* TASK STATEMENT: From the listing below, count the lines that contain the string "sunlight", then state only that number.

:: DATA SUPPLIED ::

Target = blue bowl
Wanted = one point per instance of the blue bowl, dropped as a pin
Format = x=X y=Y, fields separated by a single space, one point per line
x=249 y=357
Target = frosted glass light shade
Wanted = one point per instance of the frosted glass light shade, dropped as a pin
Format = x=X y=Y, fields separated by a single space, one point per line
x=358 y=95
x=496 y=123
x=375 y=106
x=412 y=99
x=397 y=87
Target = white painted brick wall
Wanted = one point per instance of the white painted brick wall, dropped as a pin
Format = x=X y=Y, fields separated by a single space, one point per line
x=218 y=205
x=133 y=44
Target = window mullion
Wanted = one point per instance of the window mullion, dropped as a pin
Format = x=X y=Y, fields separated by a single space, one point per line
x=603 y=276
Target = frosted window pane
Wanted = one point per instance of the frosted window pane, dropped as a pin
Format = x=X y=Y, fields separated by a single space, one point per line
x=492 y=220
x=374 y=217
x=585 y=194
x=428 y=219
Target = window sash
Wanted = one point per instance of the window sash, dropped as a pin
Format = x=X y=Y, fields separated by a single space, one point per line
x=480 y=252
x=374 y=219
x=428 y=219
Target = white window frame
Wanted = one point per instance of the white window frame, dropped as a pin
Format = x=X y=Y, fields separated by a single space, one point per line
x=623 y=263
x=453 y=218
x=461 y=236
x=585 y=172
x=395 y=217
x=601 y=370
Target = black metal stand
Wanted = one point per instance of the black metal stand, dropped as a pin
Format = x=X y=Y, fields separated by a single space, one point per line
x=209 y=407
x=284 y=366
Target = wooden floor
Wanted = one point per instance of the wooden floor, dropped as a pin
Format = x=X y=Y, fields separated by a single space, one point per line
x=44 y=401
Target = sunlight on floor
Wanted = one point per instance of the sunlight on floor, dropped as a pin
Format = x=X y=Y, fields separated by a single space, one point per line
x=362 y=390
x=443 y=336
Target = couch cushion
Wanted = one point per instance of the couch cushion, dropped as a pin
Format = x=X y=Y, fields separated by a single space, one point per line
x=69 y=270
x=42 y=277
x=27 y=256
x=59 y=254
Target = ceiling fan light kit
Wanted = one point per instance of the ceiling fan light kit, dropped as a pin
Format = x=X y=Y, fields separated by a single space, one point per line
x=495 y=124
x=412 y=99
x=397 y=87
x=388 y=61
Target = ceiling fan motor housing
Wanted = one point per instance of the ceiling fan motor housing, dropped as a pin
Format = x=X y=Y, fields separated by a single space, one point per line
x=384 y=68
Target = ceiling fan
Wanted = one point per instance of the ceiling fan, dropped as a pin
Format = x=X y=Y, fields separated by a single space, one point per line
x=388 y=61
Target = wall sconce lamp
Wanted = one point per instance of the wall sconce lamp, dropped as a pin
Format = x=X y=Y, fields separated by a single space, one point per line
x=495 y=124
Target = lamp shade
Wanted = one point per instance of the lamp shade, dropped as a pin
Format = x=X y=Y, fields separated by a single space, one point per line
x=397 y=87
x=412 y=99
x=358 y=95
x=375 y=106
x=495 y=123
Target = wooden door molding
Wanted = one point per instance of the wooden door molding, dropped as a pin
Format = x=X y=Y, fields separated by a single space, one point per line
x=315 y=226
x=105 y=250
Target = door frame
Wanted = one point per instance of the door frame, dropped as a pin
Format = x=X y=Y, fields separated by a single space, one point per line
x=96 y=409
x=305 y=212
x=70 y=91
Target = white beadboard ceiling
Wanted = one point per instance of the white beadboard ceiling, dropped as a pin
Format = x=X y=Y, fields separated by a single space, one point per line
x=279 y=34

:::

* RESULT OF THE TASK: 2